%%

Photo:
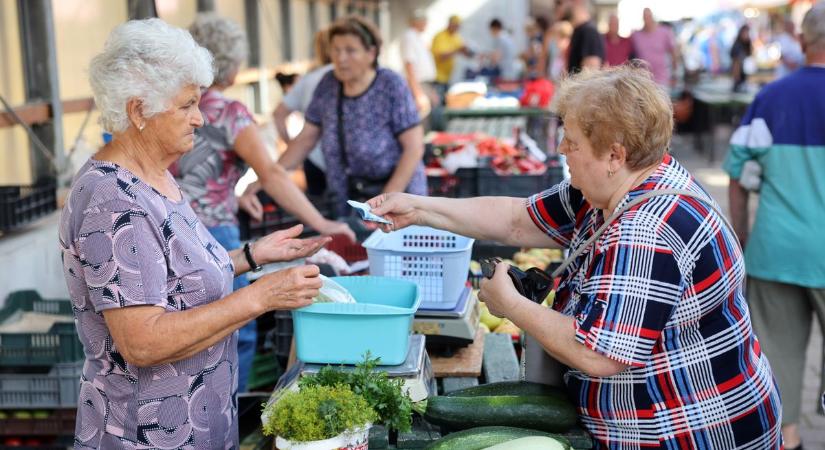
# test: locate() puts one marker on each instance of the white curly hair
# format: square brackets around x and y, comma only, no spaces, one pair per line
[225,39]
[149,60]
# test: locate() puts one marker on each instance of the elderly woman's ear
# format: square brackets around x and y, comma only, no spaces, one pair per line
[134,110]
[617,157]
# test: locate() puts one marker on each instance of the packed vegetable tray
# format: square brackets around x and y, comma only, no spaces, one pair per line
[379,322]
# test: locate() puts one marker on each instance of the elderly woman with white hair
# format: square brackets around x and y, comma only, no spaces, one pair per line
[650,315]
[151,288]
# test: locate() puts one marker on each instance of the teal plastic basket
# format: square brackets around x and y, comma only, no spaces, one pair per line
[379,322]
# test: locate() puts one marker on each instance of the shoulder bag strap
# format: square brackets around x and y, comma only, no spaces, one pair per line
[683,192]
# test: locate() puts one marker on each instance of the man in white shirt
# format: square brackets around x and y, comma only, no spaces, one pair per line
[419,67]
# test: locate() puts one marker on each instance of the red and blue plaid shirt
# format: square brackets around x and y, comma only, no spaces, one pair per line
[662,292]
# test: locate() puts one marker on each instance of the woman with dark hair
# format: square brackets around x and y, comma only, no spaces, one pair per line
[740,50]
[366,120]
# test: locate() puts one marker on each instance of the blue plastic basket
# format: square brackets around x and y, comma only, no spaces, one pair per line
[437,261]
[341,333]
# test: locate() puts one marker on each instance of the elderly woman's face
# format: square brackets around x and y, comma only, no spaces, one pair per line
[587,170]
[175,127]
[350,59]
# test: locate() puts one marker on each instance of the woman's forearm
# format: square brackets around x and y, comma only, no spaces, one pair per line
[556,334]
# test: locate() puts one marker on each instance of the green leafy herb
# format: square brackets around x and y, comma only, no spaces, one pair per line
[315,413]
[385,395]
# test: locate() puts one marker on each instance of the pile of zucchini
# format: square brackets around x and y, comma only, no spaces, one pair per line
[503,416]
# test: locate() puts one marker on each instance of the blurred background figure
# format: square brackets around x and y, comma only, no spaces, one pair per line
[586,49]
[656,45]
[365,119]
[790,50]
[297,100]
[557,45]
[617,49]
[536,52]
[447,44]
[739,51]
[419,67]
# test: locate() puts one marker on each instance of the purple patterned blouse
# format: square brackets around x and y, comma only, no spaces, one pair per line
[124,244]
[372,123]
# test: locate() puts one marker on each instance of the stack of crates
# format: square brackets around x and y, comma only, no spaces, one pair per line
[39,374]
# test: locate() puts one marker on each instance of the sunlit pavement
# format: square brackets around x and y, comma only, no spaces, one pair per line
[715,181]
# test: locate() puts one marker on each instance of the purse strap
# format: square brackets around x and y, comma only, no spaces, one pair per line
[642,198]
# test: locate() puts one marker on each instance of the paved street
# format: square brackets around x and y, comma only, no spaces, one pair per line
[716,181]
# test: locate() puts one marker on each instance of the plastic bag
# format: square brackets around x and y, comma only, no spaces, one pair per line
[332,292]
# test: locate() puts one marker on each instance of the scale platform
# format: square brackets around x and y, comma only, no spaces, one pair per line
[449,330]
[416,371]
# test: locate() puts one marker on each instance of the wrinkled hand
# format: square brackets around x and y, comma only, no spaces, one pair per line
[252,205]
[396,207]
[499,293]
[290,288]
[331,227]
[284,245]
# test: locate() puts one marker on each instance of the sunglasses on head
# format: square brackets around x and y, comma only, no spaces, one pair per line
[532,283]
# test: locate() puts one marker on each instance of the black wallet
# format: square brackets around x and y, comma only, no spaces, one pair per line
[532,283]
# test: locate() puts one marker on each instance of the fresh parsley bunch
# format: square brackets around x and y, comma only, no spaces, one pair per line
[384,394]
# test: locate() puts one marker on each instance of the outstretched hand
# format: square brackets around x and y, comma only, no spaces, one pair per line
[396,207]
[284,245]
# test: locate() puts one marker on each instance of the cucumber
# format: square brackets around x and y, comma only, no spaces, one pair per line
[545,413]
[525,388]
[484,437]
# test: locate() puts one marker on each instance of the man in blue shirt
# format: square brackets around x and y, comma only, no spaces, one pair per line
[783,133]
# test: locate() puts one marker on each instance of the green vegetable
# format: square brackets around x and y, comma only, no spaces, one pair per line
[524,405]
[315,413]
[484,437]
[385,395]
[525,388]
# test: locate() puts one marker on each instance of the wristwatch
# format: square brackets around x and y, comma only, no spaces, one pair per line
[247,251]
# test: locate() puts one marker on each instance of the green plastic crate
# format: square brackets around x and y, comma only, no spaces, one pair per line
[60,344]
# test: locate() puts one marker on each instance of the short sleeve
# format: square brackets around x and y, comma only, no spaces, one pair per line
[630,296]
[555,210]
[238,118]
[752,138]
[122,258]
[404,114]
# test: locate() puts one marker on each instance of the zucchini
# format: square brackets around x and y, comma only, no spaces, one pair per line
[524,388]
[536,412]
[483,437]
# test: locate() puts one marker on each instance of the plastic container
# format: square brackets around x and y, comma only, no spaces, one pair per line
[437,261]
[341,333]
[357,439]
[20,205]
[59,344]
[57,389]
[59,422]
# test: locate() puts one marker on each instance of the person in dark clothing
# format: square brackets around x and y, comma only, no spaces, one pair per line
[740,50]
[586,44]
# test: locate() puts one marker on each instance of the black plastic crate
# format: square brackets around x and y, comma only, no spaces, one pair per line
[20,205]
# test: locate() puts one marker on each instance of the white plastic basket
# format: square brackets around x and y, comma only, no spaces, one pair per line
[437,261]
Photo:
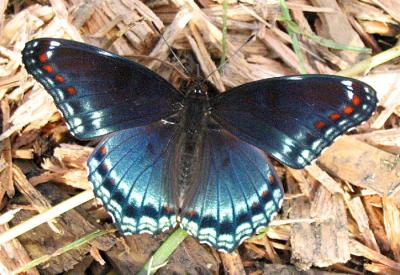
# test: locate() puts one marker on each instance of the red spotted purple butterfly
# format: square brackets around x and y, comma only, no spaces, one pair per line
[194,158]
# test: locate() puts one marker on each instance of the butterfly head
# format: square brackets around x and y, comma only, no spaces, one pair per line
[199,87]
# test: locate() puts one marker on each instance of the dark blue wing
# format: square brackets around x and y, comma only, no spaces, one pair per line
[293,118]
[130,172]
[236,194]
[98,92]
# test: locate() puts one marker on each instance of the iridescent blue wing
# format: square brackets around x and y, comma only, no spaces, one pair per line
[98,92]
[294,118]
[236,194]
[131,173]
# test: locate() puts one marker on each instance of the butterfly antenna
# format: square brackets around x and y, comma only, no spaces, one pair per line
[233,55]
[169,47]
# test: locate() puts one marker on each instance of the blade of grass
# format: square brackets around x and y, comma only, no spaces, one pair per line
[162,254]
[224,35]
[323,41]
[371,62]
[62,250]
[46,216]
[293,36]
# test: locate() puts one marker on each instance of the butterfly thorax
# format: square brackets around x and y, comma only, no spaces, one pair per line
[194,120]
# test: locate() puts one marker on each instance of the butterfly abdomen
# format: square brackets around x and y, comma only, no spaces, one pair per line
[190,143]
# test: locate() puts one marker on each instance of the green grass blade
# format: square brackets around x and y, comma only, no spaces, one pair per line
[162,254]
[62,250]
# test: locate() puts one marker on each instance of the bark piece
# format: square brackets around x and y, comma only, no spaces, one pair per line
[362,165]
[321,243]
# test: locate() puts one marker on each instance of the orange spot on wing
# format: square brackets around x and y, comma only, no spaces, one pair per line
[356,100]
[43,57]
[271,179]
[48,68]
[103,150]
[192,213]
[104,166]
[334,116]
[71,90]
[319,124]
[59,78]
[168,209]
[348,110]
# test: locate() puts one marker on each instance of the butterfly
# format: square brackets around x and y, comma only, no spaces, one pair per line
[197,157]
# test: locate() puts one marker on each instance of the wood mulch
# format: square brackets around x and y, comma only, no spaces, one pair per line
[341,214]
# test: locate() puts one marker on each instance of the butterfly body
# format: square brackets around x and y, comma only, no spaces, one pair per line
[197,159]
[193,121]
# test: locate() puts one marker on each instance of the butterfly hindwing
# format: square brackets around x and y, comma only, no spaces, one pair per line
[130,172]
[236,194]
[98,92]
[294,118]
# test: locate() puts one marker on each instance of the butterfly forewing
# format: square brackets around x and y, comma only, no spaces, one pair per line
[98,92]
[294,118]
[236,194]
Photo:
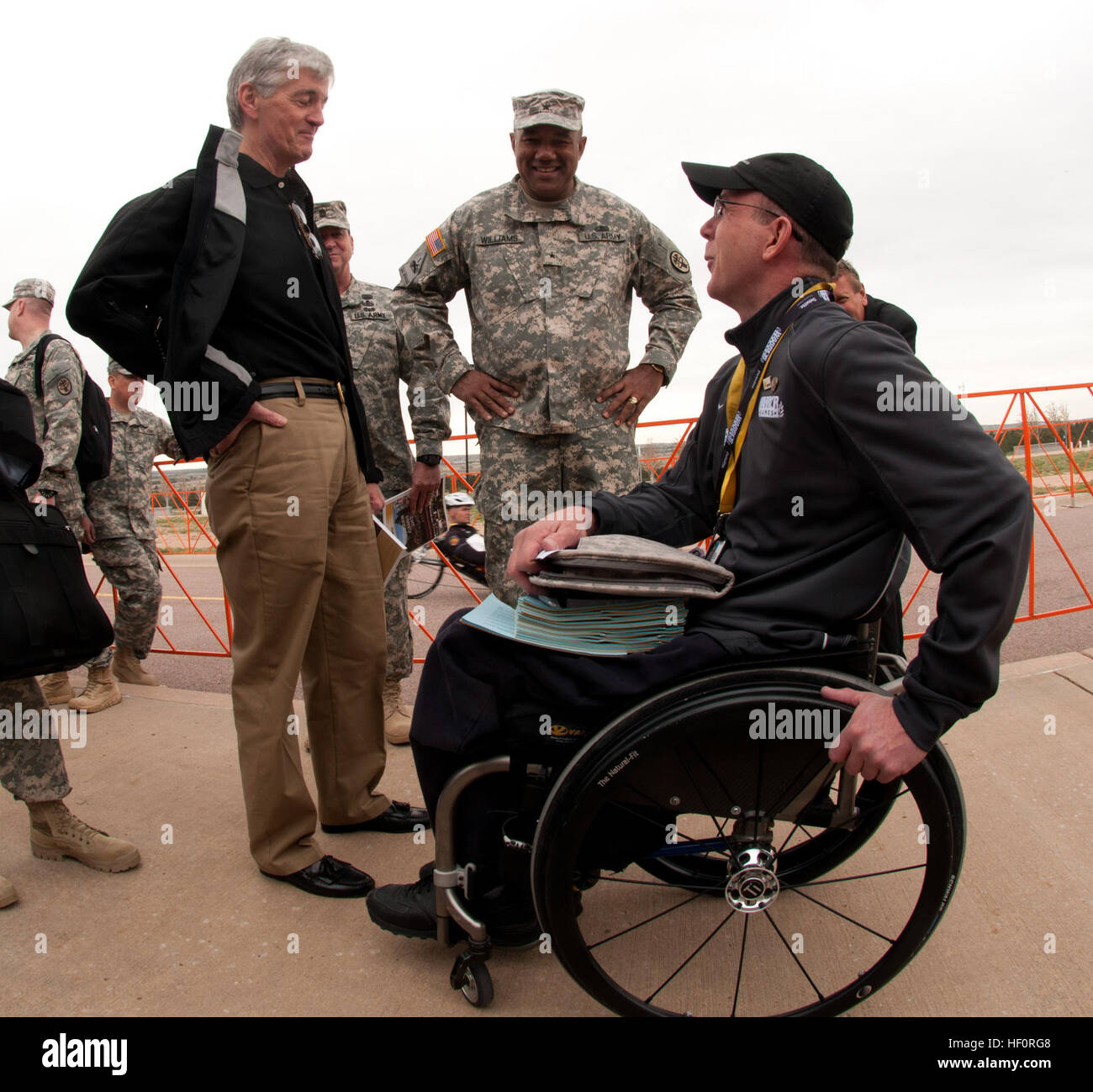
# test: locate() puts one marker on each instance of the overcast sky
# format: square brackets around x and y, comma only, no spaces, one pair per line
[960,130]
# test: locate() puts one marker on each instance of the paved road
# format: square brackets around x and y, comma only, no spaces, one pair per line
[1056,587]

%%

→ **PROBLEM TO SOLVE**
Your task is to repeat exactly the lines from the one containing "the wood mulch" through the end of the material, both included, and only those, without pictures.

→ **OUTPUT OF THE EXERCISE**
# test: locate() puts one marker on each instance of the wood mulch
# format: square brackets around x and y, comma only, no spaces, one pair per line
[341,214]
# test: locate() puts one marker on each instance of the butterfly body
# format: square brackets around x and y, comma only, no spaces, one pair per line
[197,159]
[193,121]
# test: locate() puts one marker on each instance of the butterfly hindwing
# format: square brackets around x and y, comma only, no spaces, one pair per line
[130,172]
[236,194]
[98,92]
[294,118]
# test: locate() puts one marker on each instance of the butterfly forewing
# format: square brackets around x and y, comma only, no spaces, one pair per line
[98,92]
[294,118]
[236,194]
Photo:
# test: locate() puts one marker on each instance of the overcast sky
# format: square brackets around x and y, comma only, no spaces, one pair per line
[960,130]
# test: locate() puts one marker on each instance of the paved road
# format: square brackets around x and y, comma only, no spaces, one pair per line
[1056,587]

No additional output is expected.